**Prompt**
Down to the last character, write out the records below.

[Source data]
((
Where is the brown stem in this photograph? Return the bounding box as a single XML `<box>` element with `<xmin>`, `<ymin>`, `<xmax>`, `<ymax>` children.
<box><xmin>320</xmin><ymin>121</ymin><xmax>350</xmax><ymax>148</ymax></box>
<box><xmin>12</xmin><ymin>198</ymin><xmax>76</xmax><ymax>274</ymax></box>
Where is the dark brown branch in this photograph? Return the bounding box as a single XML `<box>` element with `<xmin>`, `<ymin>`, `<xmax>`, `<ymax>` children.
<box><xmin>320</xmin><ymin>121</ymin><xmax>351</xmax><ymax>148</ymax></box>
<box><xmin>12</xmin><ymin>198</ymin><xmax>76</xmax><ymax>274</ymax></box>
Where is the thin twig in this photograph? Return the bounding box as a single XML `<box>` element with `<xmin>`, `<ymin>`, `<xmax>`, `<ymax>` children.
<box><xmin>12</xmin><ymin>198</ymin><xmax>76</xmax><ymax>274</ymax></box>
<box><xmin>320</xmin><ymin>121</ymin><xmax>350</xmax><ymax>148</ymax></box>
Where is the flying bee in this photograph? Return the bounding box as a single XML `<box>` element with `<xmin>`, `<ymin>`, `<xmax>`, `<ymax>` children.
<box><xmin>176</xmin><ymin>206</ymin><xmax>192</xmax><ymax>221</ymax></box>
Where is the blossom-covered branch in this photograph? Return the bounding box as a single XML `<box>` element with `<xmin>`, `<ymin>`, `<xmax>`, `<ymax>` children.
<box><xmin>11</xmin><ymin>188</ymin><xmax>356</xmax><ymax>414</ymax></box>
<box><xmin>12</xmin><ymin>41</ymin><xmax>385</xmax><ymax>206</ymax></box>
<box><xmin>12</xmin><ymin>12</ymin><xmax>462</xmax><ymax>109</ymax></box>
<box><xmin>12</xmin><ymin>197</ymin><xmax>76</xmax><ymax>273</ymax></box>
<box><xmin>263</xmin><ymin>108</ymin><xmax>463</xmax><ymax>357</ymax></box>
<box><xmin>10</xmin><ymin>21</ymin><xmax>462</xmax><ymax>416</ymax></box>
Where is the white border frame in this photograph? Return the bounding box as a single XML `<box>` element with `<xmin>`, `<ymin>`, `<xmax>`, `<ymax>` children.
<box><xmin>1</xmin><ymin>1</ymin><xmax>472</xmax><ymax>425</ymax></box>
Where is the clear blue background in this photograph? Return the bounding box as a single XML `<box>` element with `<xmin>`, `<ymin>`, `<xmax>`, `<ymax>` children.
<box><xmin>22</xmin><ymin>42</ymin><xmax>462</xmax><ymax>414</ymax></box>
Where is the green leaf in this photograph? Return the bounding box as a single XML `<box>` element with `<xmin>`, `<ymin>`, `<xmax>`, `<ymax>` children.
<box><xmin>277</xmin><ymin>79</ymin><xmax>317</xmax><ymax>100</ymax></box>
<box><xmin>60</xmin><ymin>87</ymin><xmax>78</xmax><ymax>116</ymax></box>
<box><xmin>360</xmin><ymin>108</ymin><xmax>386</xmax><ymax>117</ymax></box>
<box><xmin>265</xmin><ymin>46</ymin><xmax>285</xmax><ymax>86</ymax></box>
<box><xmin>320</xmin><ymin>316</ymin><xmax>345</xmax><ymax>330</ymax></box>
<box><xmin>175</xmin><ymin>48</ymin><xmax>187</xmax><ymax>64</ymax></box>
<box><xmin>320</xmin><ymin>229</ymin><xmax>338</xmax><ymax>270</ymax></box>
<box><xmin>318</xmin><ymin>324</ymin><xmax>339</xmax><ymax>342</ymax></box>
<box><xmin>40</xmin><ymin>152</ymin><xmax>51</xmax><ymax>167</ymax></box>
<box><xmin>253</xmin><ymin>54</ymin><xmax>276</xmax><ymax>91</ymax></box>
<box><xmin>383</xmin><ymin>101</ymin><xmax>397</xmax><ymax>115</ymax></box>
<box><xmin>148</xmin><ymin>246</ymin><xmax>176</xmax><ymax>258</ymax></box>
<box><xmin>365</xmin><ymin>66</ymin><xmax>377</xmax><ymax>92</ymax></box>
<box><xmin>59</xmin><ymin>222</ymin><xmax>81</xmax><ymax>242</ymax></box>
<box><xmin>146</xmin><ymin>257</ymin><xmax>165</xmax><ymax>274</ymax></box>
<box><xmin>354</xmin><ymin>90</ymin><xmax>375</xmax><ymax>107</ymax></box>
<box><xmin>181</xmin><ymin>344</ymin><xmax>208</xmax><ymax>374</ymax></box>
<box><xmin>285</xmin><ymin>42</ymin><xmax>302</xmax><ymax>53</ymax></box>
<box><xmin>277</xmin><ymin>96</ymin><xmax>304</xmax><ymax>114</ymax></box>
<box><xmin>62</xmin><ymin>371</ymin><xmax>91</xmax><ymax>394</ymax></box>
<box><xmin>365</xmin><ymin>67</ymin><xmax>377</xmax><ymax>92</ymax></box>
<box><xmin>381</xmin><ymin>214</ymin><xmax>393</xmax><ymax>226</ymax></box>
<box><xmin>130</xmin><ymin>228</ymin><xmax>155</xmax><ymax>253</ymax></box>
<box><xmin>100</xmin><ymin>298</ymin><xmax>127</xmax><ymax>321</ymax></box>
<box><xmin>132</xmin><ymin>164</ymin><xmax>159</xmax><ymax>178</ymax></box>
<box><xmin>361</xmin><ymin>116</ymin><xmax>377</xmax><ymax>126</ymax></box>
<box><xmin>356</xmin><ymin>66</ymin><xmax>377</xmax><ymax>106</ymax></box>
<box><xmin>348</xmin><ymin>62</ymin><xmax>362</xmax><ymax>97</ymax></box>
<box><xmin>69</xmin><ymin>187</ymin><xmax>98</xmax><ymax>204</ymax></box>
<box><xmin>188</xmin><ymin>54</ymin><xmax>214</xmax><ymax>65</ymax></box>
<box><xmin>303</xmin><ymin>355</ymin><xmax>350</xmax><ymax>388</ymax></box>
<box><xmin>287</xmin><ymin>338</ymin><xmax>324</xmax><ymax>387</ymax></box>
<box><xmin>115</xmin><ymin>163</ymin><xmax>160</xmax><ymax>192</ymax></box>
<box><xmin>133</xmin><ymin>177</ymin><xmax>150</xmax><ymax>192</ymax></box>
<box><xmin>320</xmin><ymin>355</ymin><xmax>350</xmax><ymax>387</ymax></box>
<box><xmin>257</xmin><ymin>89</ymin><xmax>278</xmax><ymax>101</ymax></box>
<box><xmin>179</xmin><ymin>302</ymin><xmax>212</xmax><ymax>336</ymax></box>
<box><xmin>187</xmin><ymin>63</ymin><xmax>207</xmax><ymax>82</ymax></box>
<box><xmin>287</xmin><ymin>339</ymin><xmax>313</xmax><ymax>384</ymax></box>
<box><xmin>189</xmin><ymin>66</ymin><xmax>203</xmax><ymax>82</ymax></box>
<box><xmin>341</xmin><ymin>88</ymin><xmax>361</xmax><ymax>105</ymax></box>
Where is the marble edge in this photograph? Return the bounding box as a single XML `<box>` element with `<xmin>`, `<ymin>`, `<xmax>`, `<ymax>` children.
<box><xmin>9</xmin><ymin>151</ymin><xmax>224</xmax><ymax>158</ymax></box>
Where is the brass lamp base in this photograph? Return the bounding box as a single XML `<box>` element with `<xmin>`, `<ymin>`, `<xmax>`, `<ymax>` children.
))
**Problem solution**
Where is the brown stem in this photograph? Return the bounding box as a single XML `<box>` element with `<xmin>`, `<ymin>`, `<xmax>`, `<ymax>` children.
<box><xmin>320</xmin><ymin>121</ymin><xmax>350</xmax><ymax>148</ymax></box>
<box><xmin>12</xmin><ymin>198</ymin><xmax>76</xmax><ymax>274</ymax></box>
Where is the dark brown branch in this photograph? Return the bounding box as a single XML `<box>` element with `<xmin>`, `<ymin>`, `<xmax>`, `<ymax>` children.
<box><xmin>320</xmin><ymin>121</ymin><xmax>351</xmax><ymax>148</ymax></box>
<box><xmin>12</xmin><ymin>198</ymin><xmax>76</xmax><ymax>274</ymax></box>
Where is the thin twig in this photograph? Return the bounding box as a single XML `<box>` element with `<xmin>`, `<ymin>`, `<xmax>`, `<ymax>` children.
<box><xmin>12</xmin><ymin>198</ymin><xmax>76</xmax><ymax>274</ymax></box>
<box><xmin>320</xmin><ymin>121</ymin><xmax>350</xmax><ymax>148</ymax></box>
Where is the flying bee in this photograph? Return the bounding box as a single XML `<box>` element with `<xmin>`, `<ymin>`, `<xmax>`, `<ymax>` children.
<box><xmin>176</xmin><ymin>206</ymin><xmax>192</xmax><ymax>221</ymax></box>
Where is the blossom-covered branch in this photograph? Return the bounding box as a single XML `<box>` element with `<xmin>`, `<ymin>`, `<xmax>`, `<ymax>` children.
<box><xmin>11</xmin><ymin>188</ymin><xmax>356</xmax><ymax>414</ymax></box>
<box><xmin>12</xmin><ymin>41</ymin><xmax>385</xmax><ymax>206</ymax></box>
<box><xmin>12</xmin><ymin>12</ymin><xmax>462</xmax><ymax>109</ymax></box>
<box><xmin>12</xmin><ymin>197</ymin><xmax>76</xmax><ymax>273</ymax></box>
<box><xmin>263</xmin><ymin>108</ymin><xmax>463</xmax><ymax>357</ymax></box>
<box><xmin>10</xmin><ymin>21</ymin><xmax>462</xmax><ymax>416</ymax></box>
Where is the white border frame in this photograph? Return the bounding box as a single XML `<box>` element with `<xmin>`, `<ymin>`, `<xmax>`, `<ymax>` children.
<box><xmin>1</xmin><ymin>1</ymin><xmax>472</xmax><ymax>425</ymax></box>
Where is the clear blue background in this photograph? Return the bounding box as a single XML `<box>` element with `<xmin>`, `<ymin>`, `<xmax>`, `<ymax>` children.
<box><xmin>22</xmin><ymin>42</ymin><xmax>462</xmax><ymax>414</ymax></box>
Where is the green leaf in this photograph? Return the bounding box as a single XML `<box>` element with `<xmin>`, `<ymin>`, `<xmax>`, `<ymax>` children.
<box><xmin>277</xmin><ymin>79</ymin><xmax>317</xmax><ymax>100</ymax></box>
<box><xmin>60</xmin><ymin>87</ymin><xmax>78</xmax><ymax>116</ymax></box>
<box><xmin>360</xmin><ymin>108</ymin><xmax>386</xmax><ymax>117</ymax></box>
<box><xmin>265</xmin><ymin>46</ymin><xmax>285</xmax><ymax>86</ymax></box>
<box><xmin>320</xmin><ymin>316</ymin><xmax>345</xmax><ymax>330</ymax></box>
<box><xmin>175</xmin><ymin>48</ymin><xmax>187</xmax><ymax>64</ymax></box>
<box><xmin>320</xmin><ymin>229</ymin><xmax>338</xmax><ymax>270</ymax></box>
<box><xmin>318</xmin><ymin>324</ymin><xmax>339</xmax><ymax>342</ymax></box>
<box><xmin>40</xmin><ymin>152</ymin><xmax>51</xmax><ymax>167</ymax></box>
<box><xmin>253</xmin><ymin>54</ymin><xmax>276</xmax><ymax>91</ymax></box>
<box><xmin>383</xmin><ymin>101</ymin><xmax>397</xmax><ymax>115</ymax></box>
<box><xmin>148</xmin><ymin>246</ymin><xmax>176</xmax><ymax>258</ymax></box>
<box><xmin>365</xmin><ymin>66</ymin><xmax>377</xmax><ymax>92</ymax></box>
<box><xmin>59</xmin><ymin>222</ymin><xmax>81</xmax><ymax>242</ymax></box>
<box><xmin>146</xmin><ymin>257</ymin><xmax>165</xmax><ymax>274</ymax></box>
<box><xmin>354</xmin><ymin>90</ymin><xmax>375</xmax><ymax>107</ymax></box>
<box><xmin>181</xmin><ymin>344</ymin><xmax>208</xmax><ymax>374</ymax></box>
<box><xmin>285</xmin><ymin>42</ymin><xmax>302</xmax><ymax>53</ymax></box>
<box><xmin>277</xmin><ymin>96</ymin><xmax>304</xmax><ymax>114</ymax></box>
<box><xmin>62</xmin><ymin>371</ymin><xmax>91</xmax><ymax>394</ymax></box>
<box><xmin>365</xmin><ymin>67</ymin><xmax>377</xmax><ymax>92</ymax></box>
<box><xmin>381</xmin><ymin>214</ymin><xmax>393</xmax><ymax>226</ymax></box>
<box><xmin>130</xmin><ymin>228</ymin><xmax>155</xmax><ymax>253</ymax></box>
<box><xmin>100</xmin><ymin>298</ymin><xmax>127</xmax><ymax>321</ymax></box>
<box><xmin>132</xmin><ymin>164</ymin><xmax>159</xmax><ymax>178</ymax></box>
<box><xmin>361</xmin><ymin>116</ymin><xmax>377</xmax><ymax>126</ymax></box>
<box><xmin>356</xmin><ymin>66</ymin><xmax>377</xmax><ymax>106</ymax></box>
<box><xmin>348</xmin><ymin>62</ymin><xmax>362</xmax><ymax>97</ymax></box>
<box><xmin>69</xmin><ymin>187</ymin><xmax>98</xmax><ymax>204</ymax></box>
<box><xmin>188</xmin><ymin>54</ymin><xmax>214</xmax><ymax>65</ymax></box>
<box><xmin>303</xmin><ymin>355</ymin><xmax>350</xmax><ymax>388</ymax></box>
<box><xmin>287</xmin><ymin>338</ymin><xmax>324</xmax><ymax>387</ymax></box>
<box><xmin>115</xmin><ymin>163</ymin><xmax>160</xmax><ymax>192</ymax></box>
<box><xmin>133</xmin><ymin>177</ymin><xmax>150</xmax><ymax>192</ymax></box>
<box><xmin>320</xmin><ymin>355</ymin><xmax>350</xmax><ymax>387</ymax></box>
<box><xmin>257</xmin><ymin>89</ymin><xmax>278</xmax><ymax>101</ymax></box>
<box><xmin>179</xmin><ymin>302</ymin><xmax>212</xmax><ymax>336</ymax></box>
<box><xmin>187</xmin><ymin>63</ymin><xmax>207</xmax><ymax>82</ymax></box>
<box><xmin>287</xmin><ymin>339</ymin><xmax>313</xmax><ymax>384</ymax></box>
<box><xmin>189</xmin><ymin>66</ymin><xmax>203</xmax><ymax>82</ymax></box>
<box><xmin>341</xmin><ymin>88</ymin><xmax>361</xmax><ymax>105</ymax></box>
Where is the marble edge in this photograph? Return the bounding box as a single XML `<box>` element with `<xmin>`, `<ymin>`, `<xmax>`, `<ymax>` children.
<box><xmin>9</xmin><ymin>151</ymin><xmax>224</xmax><ymax>158</ymax></box>
Where is the brass lamp base in this photograph? Return the bounding box as a single XML `<box>` element with `<xmin>`, `<ymin>`, `<xmax>`, `<ymax>` children.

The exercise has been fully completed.